::: TEXT SEGMENT :::
Attention, middle-aged women: Gen Z is here to help.

It was a frosty morning in December, and I was hopping up and down trying to stay warm while I waited for the annual holiday 5K in Prospect Park to start. Runners milled around drinking hot chocolate and listening to a troupe of carolers dressed in Victorian garb, when a tall, dark-haired man strode into view, making me forget about the chill in my bones.
Imagine the chiseled profile of Ryan Gosling, the floppy curls of Timothée Chalamet, and the brooding eyes of Dev Patel rolled into one, and you’ll understand. He was probably 20 years my junior, which wouldn’t normally stop me from shooting my shot, but I wasn’t feeling my most alluring at that moment, just rolled out of bed and bundled up in spandex and fleece. Besides, the race was starting soon, and I needed to get to my corral at the back of the pack with the other arthritic middle-aged moms. But I did surreptitiously snap a photo and put it on my Instagram story, soundtracked by the Britney Spears classic, “My Only Wish (This Year).”
Santa, can you hear me?
I have been so good this year
And all I want is one thing
Tell me my true love is near
He’s all I want, just for me
Underneath my Christmas tree
By the time I crossed the finish line, I had a DM from my teenage daughter, replying to my story.
“Is that your friend?” she asked.
I told her he was not. Her reply came immediately.
“Mom, I love you, but you can’t post pictures of strangers like that.”
::: EXTRACTED MATERIAL :::
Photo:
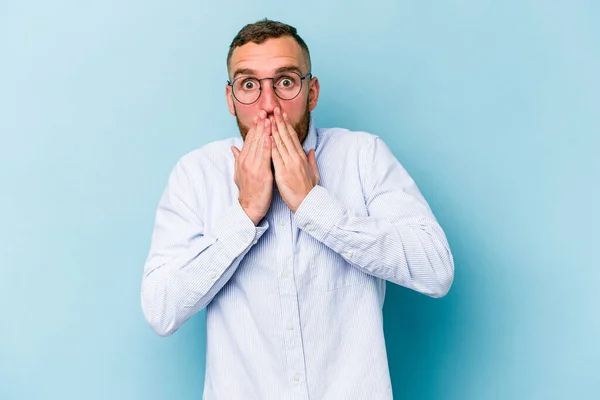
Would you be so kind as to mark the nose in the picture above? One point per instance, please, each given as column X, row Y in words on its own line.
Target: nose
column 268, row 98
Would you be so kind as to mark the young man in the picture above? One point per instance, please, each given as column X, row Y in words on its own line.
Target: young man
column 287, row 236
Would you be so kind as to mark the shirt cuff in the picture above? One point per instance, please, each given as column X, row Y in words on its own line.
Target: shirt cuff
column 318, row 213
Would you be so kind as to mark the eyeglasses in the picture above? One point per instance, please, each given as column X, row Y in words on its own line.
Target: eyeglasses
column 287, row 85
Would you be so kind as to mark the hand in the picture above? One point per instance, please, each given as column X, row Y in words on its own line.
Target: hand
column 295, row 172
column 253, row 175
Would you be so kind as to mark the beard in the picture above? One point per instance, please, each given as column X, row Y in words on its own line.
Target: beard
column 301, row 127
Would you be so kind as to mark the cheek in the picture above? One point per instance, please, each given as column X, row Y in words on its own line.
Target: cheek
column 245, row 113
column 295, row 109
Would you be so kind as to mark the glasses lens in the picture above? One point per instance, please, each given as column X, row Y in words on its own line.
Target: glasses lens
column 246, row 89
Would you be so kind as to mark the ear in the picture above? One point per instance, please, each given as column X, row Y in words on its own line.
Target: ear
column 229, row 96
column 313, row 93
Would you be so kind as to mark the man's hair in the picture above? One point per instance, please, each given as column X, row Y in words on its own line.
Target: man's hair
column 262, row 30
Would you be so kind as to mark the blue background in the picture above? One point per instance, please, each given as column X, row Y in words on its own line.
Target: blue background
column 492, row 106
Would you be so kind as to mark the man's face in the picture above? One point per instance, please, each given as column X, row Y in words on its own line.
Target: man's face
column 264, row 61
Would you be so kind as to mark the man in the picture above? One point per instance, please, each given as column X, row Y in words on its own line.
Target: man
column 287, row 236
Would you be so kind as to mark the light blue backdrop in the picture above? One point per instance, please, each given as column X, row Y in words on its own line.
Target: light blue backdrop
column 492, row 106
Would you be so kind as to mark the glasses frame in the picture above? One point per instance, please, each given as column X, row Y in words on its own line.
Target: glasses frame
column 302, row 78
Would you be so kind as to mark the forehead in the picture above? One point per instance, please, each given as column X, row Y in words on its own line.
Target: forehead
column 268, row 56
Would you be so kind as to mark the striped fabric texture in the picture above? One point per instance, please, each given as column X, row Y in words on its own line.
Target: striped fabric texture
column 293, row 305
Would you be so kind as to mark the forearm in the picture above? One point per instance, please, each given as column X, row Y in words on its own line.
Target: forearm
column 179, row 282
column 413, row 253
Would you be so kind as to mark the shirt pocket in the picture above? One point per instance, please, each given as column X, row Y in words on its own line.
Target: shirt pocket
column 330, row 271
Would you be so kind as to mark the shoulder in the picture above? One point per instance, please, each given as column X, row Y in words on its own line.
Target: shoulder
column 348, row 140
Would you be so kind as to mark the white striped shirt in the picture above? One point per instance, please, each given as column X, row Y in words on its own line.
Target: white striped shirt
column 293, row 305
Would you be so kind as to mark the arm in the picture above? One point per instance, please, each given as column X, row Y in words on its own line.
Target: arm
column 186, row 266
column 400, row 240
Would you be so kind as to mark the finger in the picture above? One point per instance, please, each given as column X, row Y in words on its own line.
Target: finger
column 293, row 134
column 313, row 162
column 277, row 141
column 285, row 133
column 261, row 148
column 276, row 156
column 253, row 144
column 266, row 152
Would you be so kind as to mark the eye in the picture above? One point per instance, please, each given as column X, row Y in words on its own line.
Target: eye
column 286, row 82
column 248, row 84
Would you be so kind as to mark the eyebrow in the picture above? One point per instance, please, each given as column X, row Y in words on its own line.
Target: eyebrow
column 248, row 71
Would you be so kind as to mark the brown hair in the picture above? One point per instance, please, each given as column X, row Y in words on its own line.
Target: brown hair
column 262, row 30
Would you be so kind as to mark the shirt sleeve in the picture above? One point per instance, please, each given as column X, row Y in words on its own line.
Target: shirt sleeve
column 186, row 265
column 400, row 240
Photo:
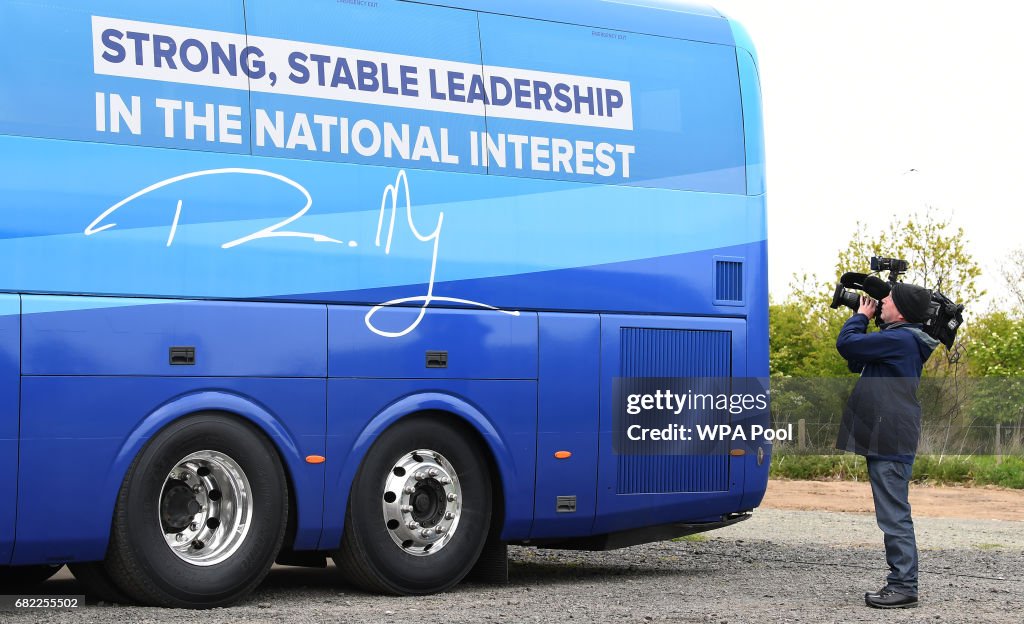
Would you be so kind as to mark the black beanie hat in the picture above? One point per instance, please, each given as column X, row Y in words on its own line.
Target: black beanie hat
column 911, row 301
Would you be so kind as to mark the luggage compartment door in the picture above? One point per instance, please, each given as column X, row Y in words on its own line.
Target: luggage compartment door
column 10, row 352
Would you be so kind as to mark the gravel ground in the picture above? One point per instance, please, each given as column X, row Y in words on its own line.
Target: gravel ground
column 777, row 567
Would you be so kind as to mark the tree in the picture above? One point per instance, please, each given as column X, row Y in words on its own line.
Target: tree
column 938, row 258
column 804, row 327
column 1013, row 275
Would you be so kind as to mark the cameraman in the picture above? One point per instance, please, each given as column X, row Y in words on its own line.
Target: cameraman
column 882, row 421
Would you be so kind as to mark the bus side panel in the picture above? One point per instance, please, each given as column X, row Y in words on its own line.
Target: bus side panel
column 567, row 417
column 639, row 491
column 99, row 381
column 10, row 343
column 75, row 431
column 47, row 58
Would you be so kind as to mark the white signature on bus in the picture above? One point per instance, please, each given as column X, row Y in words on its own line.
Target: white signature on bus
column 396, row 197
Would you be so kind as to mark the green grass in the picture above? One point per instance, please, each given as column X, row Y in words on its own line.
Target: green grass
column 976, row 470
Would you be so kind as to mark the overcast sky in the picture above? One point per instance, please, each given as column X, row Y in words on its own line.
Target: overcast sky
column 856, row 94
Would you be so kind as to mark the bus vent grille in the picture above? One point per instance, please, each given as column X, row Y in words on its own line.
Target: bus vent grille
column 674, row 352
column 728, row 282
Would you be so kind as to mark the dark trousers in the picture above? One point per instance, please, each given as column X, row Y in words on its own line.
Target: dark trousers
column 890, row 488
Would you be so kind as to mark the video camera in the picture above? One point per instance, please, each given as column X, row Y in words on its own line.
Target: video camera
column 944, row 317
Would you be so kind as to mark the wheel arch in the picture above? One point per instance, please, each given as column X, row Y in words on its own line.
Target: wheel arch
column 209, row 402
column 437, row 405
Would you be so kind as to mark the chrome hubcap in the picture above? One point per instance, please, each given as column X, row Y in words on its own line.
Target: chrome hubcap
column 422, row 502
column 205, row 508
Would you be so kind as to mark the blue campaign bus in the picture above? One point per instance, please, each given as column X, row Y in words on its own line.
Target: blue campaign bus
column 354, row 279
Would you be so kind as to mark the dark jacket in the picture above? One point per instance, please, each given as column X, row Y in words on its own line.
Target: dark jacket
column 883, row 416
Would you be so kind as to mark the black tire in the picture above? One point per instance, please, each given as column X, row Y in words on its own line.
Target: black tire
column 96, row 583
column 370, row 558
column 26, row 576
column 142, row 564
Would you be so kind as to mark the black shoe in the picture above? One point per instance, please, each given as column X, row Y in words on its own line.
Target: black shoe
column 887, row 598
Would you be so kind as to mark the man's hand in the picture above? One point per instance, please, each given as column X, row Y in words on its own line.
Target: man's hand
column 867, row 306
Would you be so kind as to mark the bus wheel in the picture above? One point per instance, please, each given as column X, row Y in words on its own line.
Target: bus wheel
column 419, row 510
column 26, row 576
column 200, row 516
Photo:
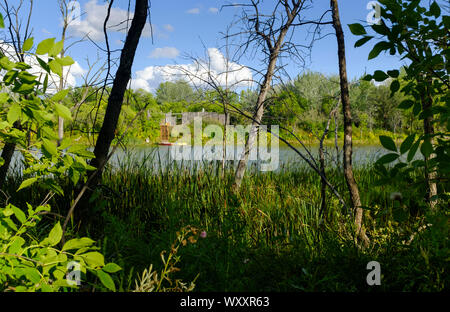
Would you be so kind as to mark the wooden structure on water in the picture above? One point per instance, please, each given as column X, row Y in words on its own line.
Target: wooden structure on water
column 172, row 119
:::
▶ EXERCISE TASKS:
1. Reproduce the holiday 5K essay from "It was a frosty" to "in my bones.".
2. Translate this sentence from the holiday 5K essay into Spanish: "By the time I crossed the finish line, I had a DM from my teenage daughter, replying to my story."
3. In the holiday 5K essay, what song accompanied the photo posted to the Instagram story?

▶ EXPECTED OUTPUTS:
1.
It was a frosty morning in December, and I was hopping up and down trying to stay warm while I waited for the annual holiday 5K in Prospect Park to start. Runners milled around drinking hot chocolate and listening to a troupe of carolers dressed in Victorian garb, when a tall, dark-haired man strode into view, making me forget about the chill in my bones.

2. Para cuando crucé la meta, tenía un mensaje directo de mi hija adolescente, en respuesta a mi historia.

3. The Britney Spears song "My Only Wish (This Year)."